* [DATA RECORDS]

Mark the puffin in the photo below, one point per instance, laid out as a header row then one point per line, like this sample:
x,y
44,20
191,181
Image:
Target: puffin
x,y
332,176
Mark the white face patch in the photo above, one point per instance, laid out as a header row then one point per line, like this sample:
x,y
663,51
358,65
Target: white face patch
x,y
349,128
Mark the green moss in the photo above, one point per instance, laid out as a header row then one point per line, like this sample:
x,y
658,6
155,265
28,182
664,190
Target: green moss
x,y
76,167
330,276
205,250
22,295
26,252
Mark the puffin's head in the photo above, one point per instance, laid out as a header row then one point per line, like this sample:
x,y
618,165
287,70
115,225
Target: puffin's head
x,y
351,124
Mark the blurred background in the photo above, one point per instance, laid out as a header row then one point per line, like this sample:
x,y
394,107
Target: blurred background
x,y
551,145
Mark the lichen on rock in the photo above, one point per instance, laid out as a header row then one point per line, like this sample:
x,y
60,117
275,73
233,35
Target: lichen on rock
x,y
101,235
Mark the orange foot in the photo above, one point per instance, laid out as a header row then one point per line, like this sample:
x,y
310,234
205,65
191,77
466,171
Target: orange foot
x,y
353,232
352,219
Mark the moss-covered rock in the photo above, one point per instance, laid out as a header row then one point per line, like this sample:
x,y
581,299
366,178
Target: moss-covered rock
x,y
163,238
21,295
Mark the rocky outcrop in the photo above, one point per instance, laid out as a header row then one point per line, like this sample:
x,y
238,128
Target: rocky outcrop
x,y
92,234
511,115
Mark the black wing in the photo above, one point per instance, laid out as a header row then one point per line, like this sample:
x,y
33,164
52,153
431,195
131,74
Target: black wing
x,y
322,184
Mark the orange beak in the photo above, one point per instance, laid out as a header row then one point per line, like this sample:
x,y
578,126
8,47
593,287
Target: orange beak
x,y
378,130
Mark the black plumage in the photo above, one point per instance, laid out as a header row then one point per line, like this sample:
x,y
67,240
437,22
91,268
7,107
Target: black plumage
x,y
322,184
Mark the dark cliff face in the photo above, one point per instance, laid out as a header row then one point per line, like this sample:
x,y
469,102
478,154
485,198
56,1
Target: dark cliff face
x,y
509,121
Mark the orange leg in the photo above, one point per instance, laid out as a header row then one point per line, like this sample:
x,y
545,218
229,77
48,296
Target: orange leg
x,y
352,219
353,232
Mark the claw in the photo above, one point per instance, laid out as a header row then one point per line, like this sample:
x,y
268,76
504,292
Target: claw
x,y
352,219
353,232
---
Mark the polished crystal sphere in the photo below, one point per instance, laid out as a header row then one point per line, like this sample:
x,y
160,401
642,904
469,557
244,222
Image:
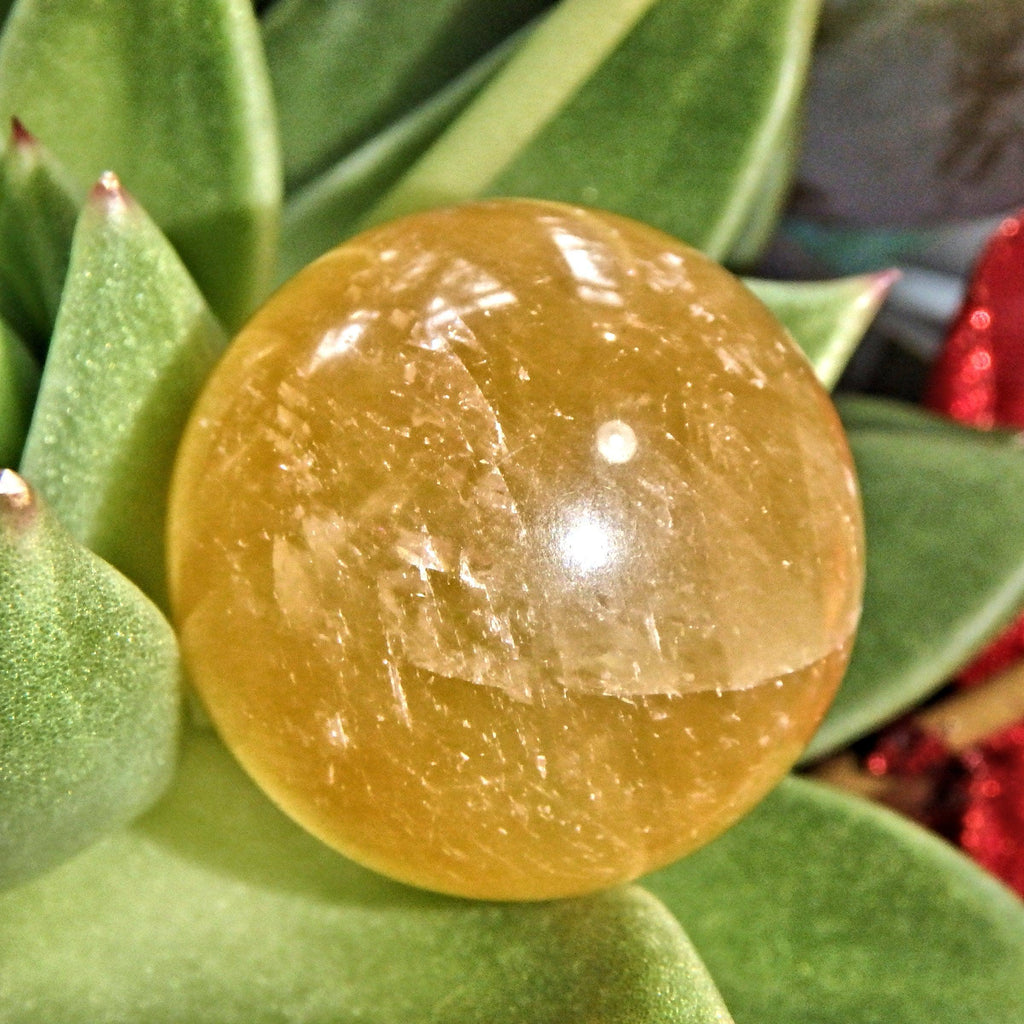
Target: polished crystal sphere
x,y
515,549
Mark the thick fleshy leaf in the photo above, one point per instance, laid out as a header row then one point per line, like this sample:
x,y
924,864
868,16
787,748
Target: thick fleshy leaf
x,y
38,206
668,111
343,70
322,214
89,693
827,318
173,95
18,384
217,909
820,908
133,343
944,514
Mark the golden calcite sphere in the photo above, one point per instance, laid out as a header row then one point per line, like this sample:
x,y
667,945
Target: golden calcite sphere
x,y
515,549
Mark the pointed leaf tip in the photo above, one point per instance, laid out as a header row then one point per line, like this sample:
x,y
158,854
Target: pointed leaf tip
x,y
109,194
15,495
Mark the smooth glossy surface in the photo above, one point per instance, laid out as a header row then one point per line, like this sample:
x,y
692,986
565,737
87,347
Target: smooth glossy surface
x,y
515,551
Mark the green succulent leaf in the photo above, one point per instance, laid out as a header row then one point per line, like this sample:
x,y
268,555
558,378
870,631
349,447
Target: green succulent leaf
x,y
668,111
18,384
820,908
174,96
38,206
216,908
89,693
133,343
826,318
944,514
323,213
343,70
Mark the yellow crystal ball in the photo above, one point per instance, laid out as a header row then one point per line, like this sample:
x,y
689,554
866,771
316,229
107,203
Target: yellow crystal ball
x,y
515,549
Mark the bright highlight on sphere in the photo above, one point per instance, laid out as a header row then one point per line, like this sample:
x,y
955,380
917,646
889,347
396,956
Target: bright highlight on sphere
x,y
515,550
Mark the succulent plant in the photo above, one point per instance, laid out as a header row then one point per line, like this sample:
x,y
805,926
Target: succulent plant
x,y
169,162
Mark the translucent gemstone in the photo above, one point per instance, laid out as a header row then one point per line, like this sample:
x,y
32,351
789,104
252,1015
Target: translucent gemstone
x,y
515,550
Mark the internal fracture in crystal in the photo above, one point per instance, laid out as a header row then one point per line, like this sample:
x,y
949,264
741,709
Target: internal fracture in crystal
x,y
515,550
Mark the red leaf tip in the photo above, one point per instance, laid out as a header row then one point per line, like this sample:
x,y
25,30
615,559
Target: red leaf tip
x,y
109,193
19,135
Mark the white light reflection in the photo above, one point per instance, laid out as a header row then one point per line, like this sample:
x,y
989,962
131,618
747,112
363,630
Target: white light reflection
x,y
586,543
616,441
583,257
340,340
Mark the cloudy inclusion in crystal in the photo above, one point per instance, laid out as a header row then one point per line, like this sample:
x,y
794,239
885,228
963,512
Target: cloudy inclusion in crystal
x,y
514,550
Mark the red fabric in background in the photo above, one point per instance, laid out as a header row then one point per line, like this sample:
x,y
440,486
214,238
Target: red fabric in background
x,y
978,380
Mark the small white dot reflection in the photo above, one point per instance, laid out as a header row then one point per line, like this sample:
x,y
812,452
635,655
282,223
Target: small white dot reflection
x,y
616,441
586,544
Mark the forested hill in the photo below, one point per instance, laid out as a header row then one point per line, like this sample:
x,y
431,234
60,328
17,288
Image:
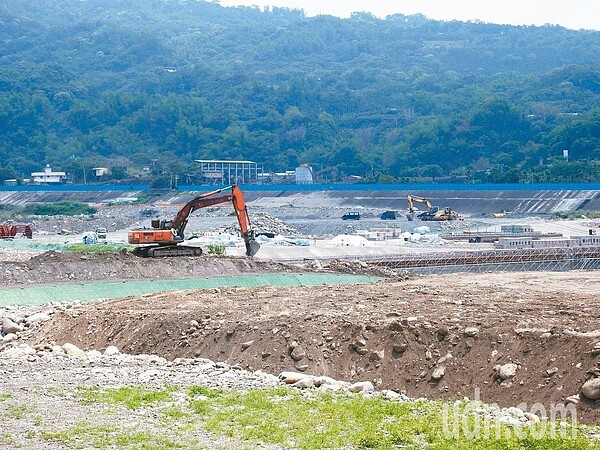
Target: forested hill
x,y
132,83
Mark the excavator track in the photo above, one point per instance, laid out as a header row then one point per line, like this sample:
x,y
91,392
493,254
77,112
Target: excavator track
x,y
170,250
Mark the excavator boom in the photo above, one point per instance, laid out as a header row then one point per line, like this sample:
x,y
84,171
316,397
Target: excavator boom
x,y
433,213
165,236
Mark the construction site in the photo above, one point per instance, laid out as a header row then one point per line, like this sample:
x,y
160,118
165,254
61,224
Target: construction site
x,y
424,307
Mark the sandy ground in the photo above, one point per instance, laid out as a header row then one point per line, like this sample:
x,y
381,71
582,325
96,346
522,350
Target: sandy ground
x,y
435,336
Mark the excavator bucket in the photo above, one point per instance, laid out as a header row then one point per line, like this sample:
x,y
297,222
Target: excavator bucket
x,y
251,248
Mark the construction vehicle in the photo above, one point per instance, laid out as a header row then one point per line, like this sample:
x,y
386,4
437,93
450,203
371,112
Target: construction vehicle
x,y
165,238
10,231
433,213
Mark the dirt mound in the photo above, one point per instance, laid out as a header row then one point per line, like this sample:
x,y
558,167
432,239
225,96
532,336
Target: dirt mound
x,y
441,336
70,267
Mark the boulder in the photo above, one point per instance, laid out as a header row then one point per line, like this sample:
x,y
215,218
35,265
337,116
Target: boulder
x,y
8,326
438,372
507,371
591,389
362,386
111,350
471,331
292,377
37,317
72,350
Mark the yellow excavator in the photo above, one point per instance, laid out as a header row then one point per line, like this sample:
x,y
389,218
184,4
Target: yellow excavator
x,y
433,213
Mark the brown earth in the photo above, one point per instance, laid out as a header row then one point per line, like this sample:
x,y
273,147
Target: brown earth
...
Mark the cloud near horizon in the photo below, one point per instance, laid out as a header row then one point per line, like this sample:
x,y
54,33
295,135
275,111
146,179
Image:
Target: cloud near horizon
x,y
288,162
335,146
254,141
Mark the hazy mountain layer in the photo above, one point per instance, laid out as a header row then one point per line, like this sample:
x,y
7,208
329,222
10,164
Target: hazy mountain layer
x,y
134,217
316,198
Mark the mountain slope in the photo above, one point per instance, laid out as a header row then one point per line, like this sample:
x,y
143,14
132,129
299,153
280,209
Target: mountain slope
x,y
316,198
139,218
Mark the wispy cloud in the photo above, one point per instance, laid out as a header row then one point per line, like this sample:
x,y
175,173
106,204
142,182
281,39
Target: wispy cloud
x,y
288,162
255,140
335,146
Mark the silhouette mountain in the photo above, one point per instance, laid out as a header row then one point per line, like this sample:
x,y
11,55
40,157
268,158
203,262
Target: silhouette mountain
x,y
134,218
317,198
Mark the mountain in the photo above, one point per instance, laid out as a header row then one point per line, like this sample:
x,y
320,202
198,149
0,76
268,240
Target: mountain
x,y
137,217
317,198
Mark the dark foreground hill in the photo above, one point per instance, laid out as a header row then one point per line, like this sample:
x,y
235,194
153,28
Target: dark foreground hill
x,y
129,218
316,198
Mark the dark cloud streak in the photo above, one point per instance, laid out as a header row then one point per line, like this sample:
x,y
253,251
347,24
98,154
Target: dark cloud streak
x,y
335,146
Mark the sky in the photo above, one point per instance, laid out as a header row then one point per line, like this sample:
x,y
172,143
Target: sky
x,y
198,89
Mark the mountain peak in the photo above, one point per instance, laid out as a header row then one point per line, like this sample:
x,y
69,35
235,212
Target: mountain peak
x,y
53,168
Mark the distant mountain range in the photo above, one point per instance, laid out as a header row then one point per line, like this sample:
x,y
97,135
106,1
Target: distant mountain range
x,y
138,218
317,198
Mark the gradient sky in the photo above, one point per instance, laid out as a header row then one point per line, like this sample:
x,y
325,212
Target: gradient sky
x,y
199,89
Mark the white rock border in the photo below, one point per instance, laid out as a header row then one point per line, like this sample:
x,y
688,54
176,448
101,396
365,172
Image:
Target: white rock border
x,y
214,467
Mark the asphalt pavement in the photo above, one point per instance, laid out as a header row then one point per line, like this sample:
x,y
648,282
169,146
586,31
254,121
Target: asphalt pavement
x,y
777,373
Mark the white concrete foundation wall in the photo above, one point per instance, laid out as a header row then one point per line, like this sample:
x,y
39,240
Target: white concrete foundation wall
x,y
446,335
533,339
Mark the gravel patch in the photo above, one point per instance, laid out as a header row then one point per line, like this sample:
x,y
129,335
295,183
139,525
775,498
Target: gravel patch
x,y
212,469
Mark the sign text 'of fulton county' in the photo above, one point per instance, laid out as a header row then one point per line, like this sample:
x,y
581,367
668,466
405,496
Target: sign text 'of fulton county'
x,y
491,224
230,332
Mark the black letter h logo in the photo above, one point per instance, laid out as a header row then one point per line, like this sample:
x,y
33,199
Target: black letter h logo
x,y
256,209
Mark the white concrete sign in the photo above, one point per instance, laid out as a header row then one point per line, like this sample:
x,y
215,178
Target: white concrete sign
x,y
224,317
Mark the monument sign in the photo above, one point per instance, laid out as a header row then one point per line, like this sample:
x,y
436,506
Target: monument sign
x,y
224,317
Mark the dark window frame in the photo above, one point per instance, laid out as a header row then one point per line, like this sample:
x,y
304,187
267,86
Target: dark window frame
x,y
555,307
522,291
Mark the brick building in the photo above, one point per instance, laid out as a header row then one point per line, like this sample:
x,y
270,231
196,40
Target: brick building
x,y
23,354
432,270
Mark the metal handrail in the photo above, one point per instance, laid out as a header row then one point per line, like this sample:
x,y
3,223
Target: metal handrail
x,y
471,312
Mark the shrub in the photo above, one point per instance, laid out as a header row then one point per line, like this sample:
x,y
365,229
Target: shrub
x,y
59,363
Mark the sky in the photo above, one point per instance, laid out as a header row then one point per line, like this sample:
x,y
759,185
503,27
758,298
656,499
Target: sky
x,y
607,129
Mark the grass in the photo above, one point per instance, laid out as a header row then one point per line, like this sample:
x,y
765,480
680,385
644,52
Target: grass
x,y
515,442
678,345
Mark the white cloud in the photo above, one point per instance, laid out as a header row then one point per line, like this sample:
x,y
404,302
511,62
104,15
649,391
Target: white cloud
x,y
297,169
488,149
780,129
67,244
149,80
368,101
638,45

* [WHAT THIS TASK INVOLVES]
Please give, as a single number with nothing added, the count of lines in the records that contain the word "earth".

* [THE ANSWER]
2